◆ **Written request**: Edit the material below by swapping "thickest" for "widest" and leaving everything else the same.

##### Data section #####

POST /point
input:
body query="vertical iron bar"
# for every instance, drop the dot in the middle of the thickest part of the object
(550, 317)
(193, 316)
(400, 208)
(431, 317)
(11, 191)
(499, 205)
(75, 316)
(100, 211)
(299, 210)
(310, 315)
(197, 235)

#####

◆ **Task solution**:
POST /point
input:
body query="vertical iron bar"
# for every instance, drop the dot in the middle of the widest part of the object
(550, 317)
(193, 316)
(400, 208)
(431, 317)
(11, 191)
(499, 205)
(75, 316)
(100, 211)
(299, 210)
(310, 315)
(197, 235)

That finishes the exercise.